- TEXT SEGMENT
=======
By Candace Pearson

Piece by missing piece, scientists at the Keck School of Medicine of USC are deciphering the powerful gene regulatory circuit that maintains and controls the potential of embryonic stem cells (ESCs) to form any type of cell in the body.

Recent findings by Andrew McMahon, director and Provost Professor, and Qilong Ying, associate professor of cell and neurobiology, at the Eli and Edythe Broad Center for Regenerative Medicine and Stem Cell Research at USC, underscore the essential role of basic science in paving the way for future medical breakthroughs.

McMahon and Ying are in pursuit of the ways in which the intricate regulatory circuit balances two qualities of stem cells: pluripotency (the capacity to develop into any type of cell) and differentiation (the process of becoming different types of cells).

The scientists are particularly interested in signaling pathways, important routes for intracellular communication.

Left to their own devices, ESCs rapidly progress to the next step and become specific types of cells.

“We want to freeze the cells at that normally transient stage, so they are more compatible for use in any clinical situation,” said McMahon, who holds the W. M. Keck Professorship in Stem Cell Biology and Regenerative Medicine at the Keck School.
=======
- INFORMATION
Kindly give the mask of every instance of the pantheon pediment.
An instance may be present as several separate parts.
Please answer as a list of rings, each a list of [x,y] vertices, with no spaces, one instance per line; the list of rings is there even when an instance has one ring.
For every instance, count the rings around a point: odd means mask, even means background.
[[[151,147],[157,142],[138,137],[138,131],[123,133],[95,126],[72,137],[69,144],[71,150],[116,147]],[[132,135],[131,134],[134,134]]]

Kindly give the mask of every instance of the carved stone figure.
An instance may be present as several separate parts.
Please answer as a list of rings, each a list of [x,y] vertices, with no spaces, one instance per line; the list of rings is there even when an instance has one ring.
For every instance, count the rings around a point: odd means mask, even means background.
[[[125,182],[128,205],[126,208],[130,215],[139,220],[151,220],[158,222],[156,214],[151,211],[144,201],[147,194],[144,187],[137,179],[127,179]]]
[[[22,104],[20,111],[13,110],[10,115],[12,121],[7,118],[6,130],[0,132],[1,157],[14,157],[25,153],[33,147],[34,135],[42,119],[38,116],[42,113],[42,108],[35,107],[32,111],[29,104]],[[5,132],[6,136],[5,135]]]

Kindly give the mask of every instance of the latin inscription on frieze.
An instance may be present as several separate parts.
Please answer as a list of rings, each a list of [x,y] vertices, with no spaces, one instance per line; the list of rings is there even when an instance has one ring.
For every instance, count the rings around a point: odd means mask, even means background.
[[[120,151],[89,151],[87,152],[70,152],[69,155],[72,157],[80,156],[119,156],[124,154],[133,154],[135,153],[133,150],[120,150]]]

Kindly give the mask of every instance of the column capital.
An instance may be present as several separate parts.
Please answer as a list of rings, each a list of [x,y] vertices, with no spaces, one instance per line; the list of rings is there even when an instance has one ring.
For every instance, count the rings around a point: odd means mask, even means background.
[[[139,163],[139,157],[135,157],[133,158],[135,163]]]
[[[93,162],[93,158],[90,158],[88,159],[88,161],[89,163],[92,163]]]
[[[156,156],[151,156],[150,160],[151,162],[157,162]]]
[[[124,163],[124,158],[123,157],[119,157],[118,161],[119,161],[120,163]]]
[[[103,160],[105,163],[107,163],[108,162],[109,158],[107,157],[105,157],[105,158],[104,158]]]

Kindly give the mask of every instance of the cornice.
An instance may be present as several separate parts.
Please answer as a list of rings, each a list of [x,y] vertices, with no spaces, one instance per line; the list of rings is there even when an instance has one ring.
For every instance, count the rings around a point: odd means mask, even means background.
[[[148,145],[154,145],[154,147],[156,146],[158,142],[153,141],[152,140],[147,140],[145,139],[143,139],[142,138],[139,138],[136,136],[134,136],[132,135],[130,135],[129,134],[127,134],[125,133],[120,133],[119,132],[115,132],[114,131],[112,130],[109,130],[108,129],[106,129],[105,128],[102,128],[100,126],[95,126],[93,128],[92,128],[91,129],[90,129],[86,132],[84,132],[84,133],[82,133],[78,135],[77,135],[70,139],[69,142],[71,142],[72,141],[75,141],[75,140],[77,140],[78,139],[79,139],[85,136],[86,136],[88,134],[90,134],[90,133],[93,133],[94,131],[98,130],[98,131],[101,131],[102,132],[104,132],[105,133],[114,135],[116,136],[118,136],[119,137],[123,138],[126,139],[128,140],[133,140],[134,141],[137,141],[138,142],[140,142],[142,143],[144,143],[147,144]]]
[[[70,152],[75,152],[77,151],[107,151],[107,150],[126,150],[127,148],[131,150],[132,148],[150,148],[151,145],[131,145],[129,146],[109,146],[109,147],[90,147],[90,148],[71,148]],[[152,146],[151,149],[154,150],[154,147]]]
=======
- LIST OF TASKS
**1)** Answer the following questions about the article on embryonic stem cells.
(a) What is Qilong Ying's academic title?
(b) What happens to ESCs when they are left to their own devices?
(c) Which professorship does McMahon hold?
**2)** Copy the part of the article on embryonic stem cells starting at "Recent findings by" and ending at "for intracellular communication.".

- TASK-BY-TASK SOLUTIONS
**1)**
(a) Associate professor of cell and neurobiology.
(b) They rapidly progress to the next step and become specific types of cells.
(c) The W. M. Keck Professorship in Stem Cell Biology and Regenerative Medicine at the Keck School.

**2)**
Recent findings by Andrew McMahon, director and Provost Professor, and Qilong Ying, associate professor of cell and neurobiology, at the Eli and Edythe Broad Center for Regenerative Medicine and Stem Cell Research at USC, underscore the essential role of basic science in paving the way for future medical breakthroughs.

McMahon and Ying are in pursuit of the ways in which the intricate regulatory circuit balances two qualities of stem cells: pluripotency (the capacity to develop into any type of cell) and differentiation (the process of becoming different types of cells).

The scientists are particularly interested in signaling pathways, important routes for intracellular communication.